◆ WHAT YOU SHOULD DO
Can you repeat word for word every line of the material from the one containing "For the benchmark, mark every instance of the concrete" through the final line, both included?

— Start —

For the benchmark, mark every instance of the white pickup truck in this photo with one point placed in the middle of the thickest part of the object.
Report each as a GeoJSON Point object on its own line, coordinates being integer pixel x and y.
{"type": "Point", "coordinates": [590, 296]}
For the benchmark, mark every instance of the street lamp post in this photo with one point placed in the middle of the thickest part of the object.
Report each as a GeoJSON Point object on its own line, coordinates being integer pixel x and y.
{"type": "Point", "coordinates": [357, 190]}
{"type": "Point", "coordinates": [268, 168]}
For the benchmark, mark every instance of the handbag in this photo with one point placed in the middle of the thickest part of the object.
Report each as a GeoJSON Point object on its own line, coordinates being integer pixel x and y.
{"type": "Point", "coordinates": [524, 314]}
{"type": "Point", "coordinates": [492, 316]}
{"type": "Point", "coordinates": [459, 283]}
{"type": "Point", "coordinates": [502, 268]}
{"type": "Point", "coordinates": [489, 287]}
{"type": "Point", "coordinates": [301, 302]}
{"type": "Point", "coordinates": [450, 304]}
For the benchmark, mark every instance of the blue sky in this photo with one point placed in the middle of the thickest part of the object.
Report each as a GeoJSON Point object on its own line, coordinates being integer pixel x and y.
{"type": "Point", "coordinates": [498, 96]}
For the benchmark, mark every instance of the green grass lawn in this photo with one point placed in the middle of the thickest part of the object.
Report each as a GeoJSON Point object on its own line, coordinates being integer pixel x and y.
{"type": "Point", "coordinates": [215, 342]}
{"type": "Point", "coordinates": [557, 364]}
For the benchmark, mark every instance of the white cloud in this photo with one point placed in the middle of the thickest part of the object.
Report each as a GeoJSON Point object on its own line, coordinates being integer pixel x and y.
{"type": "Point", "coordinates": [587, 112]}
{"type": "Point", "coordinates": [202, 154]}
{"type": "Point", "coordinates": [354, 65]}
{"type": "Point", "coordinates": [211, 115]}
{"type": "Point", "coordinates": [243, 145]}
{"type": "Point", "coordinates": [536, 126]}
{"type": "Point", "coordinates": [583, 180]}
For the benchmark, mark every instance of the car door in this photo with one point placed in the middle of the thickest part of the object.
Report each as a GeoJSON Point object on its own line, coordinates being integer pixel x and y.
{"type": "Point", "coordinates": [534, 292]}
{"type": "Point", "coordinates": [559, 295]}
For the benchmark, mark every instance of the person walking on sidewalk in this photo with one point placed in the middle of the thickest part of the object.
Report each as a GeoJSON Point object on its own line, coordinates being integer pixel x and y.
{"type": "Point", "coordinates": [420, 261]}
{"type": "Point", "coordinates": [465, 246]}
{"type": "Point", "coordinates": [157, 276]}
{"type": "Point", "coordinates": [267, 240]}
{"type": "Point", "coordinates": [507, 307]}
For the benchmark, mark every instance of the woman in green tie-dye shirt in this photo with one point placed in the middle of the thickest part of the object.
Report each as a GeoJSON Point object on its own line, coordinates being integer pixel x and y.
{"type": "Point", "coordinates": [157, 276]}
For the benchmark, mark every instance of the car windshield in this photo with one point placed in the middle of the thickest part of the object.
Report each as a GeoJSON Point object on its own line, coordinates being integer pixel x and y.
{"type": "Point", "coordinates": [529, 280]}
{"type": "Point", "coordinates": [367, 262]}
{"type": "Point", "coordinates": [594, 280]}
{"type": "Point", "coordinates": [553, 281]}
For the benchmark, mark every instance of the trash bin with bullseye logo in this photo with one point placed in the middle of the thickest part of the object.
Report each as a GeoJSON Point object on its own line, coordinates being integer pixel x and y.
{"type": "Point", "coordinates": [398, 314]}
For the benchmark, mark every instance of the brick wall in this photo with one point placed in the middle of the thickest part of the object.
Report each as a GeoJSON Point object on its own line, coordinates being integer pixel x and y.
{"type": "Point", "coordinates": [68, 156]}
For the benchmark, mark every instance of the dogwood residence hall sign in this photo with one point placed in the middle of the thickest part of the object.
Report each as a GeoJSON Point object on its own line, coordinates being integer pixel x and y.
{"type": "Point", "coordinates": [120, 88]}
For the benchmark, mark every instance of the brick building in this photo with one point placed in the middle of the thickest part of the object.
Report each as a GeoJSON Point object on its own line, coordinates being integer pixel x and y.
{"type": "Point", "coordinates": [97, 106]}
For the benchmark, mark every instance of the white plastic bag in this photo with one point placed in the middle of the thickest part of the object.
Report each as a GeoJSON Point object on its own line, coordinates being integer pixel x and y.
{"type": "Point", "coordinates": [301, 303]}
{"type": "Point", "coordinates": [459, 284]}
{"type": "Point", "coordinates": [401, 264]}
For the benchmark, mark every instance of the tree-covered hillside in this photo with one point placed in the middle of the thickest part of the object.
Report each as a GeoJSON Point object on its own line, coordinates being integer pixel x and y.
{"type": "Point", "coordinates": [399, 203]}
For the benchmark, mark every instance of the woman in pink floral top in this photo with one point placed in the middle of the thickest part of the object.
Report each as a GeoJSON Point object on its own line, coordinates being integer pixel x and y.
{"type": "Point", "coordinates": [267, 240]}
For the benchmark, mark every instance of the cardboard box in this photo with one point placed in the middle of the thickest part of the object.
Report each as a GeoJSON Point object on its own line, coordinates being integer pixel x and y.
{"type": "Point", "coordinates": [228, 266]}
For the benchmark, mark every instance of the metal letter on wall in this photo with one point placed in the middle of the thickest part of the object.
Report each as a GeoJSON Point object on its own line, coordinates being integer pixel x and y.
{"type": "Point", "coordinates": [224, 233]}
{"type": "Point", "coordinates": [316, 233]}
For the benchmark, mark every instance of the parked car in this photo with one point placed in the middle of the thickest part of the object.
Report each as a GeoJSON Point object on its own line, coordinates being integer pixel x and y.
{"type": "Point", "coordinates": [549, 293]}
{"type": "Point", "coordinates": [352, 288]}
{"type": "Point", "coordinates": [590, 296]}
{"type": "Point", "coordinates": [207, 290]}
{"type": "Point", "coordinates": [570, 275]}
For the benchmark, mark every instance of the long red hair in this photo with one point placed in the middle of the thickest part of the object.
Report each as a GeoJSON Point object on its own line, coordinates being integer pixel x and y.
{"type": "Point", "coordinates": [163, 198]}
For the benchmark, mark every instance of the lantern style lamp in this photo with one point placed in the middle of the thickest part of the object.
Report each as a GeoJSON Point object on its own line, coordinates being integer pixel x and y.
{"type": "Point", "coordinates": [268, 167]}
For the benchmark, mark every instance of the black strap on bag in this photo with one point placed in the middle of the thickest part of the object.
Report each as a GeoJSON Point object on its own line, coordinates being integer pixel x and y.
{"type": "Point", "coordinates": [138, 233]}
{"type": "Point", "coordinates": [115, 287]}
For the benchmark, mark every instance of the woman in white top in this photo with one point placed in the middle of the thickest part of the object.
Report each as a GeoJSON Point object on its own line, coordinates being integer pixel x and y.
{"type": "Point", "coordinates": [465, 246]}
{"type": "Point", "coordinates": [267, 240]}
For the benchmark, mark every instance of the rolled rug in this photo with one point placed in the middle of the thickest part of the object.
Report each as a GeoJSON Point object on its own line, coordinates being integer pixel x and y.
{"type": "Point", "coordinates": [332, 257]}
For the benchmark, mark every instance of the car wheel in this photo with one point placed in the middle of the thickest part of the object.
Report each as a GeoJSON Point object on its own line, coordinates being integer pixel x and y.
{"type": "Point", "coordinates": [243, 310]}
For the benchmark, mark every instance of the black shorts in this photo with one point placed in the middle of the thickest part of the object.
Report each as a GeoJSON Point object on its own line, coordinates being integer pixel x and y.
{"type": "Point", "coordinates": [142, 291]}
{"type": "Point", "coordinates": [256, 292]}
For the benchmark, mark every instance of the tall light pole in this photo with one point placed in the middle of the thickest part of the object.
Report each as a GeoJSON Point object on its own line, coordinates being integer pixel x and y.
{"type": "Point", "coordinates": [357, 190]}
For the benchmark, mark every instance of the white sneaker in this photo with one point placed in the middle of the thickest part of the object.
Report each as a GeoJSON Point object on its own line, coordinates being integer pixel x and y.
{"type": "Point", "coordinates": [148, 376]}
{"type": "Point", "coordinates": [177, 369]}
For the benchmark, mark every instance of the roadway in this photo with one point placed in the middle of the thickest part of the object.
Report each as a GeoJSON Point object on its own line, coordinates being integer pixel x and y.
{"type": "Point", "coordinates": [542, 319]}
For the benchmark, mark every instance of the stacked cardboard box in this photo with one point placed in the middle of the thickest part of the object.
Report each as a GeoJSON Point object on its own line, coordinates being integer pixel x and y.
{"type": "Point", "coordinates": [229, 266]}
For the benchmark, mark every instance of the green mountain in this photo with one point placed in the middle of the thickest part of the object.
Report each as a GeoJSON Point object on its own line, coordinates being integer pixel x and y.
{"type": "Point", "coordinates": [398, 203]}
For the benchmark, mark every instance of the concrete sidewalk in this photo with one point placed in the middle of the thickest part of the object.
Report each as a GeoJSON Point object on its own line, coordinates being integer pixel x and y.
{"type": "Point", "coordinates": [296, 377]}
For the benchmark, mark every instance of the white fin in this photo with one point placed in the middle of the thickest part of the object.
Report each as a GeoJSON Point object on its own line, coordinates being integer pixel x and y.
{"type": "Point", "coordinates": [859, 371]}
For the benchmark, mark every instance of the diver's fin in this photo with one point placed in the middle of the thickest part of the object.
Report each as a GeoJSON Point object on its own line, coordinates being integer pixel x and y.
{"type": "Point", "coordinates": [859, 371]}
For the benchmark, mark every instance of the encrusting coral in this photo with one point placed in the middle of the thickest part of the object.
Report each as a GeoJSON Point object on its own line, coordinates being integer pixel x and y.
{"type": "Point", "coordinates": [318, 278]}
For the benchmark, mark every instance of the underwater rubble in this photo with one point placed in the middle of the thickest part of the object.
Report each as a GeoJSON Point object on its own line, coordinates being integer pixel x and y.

— End —

◆ RIGHT ANSWER
For the benchmark, mark every instance of the concrete sidewalk in this photo with one point placed in the middle of the thickest part of the object.
Report each as a GeoJSON Point object on its own line, coordinates being integer pixel x and y.
{"type": "Point", "coordinates": [296, 377]}
For the benchmark, mark every instance of the white fin in this photo with one point placed in the middle of the thickest part of the object.
Report each as a GeoJSON Point object on its own line, coordinates being integer pixel x and y.
{"type": "Point", "coordinates": [859, 371]}
For the benchmark, mark every instance of the diver's fin in this photo with one point placed in the middle of the thickest part of the object.
Report each as a GeoJSON Point object on its own line, coordinates being integer pixel x and y.
{"type": "Point", "coordinates": [859, 371]}
For the benchmark, mark every instance of the encrusting coral in this photo with one point placed in the middle of the thickest part of the object.
Report each as a GeoJSON Point object on its own line, coordinates being integer pixel x and y.
{"type": "Point", "coordinates": [318, 278]}
For the benchmark, mark every instance of the underwater rubble in this photo with one point placed in the middle of the thickest part of the object.
Report each as a GeoJSON Point object on its own line, coordinates being integer pixel x and y.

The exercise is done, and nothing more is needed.